--- MATERIAL ---

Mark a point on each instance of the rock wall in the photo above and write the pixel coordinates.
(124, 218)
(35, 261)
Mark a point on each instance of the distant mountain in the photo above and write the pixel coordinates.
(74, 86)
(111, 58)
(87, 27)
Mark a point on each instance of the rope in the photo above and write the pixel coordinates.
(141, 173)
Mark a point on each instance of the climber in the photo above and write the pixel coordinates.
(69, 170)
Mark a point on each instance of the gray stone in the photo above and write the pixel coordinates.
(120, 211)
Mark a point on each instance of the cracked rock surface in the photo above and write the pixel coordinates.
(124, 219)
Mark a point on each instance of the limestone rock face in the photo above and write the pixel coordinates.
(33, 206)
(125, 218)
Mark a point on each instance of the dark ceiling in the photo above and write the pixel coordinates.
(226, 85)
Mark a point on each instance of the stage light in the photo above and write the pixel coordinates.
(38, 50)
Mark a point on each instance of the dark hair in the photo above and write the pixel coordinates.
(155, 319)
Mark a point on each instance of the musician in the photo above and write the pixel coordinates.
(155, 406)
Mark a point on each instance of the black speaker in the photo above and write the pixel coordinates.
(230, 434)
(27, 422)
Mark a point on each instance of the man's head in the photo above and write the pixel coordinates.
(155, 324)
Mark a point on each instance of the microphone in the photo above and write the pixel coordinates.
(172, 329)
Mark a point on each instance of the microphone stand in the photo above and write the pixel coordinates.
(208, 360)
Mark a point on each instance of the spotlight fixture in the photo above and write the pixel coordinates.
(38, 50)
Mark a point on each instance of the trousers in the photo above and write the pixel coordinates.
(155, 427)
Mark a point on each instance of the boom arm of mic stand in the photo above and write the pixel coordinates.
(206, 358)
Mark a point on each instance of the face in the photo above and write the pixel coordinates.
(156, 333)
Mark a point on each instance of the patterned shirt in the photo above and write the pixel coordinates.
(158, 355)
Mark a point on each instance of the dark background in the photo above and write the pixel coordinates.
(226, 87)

---
--- MATERIAL ---

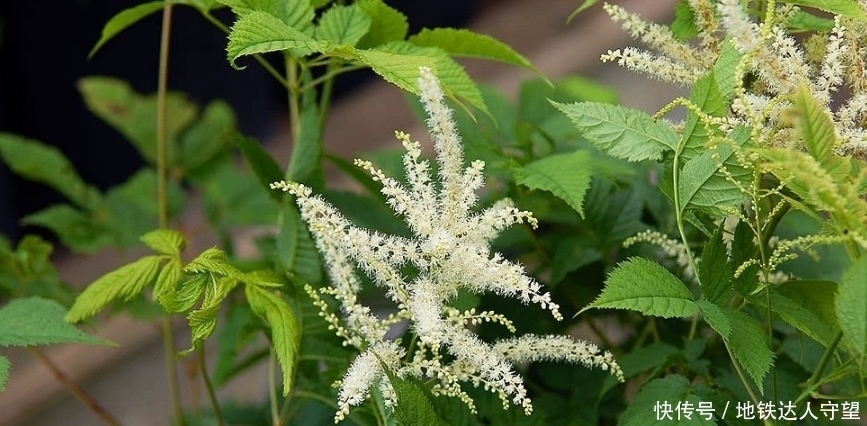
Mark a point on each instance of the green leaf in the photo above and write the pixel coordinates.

---
--- MATERIAL ---

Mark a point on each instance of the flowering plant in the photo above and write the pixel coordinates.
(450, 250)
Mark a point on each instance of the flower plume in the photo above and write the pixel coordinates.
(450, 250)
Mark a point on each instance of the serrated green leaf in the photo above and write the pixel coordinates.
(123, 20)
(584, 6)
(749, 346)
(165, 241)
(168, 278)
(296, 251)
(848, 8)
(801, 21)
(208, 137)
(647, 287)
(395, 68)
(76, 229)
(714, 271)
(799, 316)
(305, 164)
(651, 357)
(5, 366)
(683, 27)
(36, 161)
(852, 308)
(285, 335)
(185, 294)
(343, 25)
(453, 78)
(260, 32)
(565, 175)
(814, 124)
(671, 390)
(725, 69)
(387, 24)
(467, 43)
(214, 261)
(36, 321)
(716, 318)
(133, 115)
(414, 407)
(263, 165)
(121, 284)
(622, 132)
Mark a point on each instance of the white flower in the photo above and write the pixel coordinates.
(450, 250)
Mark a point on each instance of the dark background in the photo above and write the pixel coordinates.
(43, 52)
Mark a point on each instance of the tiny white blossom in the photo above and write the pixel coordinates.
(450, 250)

---

:: WHAT THIS TASK INVOLVES ::
Please count the lines in the data above that contain the string "stand", treating uppercase and lowercase as different. Reply with the number alone.

:: SOLUTION FOR THIS EXERCISE ::
2